• **WHAT THE TASK ASKS**: Put the listing below, from its first line through the line containing "x=185, y=167", into a Markdown table with the columns Row and Text. Give each line its row number, and skip blank lines.

· · · · ·

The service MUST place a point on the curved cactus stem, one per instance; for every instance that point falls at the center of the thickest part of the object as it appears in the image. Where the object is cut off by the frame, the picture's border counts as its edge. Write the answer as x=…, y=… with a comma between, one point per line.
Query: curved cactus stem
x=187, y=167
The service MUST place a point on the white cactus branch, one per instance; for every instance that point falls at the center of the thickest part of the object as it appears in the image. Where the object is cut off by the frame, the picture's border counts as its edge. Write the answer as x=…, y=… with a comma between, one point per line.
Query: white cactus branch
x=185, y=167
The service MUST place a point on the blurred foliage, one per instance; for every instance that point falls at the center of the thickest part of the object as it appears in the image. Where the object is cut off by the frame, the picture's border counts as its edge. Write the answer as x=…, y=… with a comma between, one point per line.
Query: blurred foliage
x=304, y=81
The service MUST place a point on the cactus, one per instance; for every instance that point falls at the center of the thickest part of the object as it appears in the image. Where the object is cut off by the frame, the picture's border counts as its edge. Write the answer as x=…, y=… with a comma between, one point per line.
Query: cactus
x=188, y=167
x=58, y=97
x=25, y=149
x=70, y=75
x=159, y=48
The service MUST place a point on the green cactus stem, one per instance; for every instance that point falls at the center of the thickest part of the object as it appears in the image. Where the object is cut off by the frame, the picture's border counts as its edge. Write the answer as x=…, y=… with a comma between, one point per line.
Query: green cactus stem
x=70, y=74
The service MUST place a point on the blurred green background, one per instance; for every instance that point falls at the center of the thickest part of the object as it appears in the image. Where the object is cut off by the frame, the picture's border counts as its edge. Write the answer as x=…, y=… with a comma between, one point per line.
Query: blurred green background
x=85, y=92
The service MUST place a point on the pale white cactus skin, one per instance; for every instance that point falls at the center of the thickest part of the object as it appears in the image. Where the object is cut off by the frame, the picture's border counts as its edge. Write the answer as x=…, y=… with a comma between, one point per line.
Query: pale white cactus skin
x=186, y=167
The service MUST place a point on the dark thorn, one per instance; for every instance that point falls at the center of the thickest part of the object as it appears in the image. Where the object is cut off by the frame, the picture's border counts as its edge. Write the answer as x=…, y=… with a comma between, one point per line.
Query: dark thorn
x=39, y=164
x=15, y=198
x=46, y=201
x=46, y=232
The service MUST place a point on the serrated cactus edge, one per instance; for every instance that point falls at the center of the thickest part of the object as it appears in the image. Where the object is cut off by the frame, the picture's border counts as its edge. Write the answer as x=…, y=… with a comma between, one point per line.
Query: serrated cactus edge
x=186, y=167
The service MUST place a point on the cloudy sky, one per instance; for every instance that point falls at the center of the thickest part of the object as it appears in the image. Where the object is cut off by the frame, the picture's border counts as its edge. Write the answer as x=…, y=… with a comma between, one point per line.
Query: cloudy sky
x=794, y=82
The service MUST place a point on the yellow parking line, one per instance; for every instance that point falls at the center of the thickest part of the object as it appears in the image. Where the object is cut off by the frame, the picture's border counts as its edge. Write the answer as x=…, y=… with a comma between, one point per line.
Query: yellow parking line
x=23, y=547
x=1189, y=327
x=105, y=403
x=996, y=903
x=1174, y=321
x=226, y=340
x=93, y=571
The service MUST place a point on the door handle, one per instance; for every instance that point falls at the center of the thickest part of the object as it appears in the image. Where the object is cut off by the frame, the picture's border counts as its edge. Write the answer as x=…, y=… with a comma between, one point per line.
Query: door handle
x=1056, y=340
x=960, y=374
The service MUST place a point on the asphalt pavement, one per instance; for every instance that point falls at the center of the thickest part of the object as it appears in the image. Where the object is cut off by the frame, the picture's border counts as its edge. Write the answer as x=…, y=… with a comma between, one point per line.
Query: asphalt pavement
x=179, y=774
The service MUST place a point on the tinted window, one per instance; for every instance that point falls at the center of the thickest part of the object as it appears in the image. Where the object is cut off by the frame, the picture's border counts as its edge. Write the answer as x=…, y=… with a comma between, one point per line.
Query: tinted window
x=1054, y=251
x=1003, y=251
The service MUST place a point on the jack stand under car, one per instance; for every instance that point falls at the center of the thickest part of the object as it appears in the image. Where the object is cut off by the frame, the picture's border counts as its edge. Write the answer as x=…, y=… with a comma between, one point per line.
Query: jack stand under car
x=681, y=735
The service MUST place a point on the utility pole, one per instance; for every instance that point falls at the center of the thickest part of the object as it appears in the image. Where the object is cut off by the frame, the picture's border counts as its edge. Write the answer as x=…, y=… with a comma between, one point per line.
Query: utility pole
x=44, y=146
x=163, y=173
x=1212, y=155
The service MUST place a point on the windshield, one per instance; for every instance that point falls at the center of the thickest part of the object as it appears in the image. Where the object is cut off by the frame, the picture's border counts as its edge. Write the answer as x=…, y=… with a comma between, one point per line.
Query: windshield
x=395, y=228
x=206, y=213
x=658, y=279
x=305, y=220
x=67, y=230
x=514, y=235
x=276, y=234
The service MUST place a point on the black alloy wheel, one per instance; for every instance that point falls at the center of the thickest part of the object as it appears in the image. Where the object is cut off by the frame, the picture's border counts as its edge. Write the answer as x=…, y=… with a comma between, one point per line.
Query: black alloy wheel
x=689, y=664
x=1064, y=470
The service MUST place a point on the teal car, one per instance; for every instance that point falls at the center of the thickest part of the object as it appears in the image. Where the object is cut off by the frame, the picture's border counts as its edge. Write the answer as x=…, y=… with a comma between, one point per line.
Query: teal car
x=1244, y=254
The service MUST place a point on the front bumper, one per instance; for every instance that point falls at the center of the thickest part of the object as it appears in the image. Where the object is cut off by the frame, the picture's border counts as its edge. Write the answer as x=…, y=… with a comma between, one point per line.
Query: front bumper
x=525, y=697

· · · · ·

• **RESPONSE TO THE TASK**:
| Row | Text |
|---|---|
| 1 | The service MUST place a point on the curved cactus stem, one per instance; for every instance that point falls at the center of the thickest part of the object as it appears in the image. Where the object is cut off by the frame, the picture's border counts as its edge. Write the answer as x=…, y=… with a comma between, one point per line. |
| 2 | Query: curved cactus stem |
| 3 | x=187, y=167 |
| 4 | The service MUST place a point on the white cactus branch, one per instance; for every instance that point falls at the center of the thickest part of the object as it appears in the image. Where the object is cut off by the frame, the picture's border counts as its edge. Write the answer as x=…, y=… with a comma between, one point per line. |
| 5 | Query: white cactus branch |
| 6 | x=185, y=167 |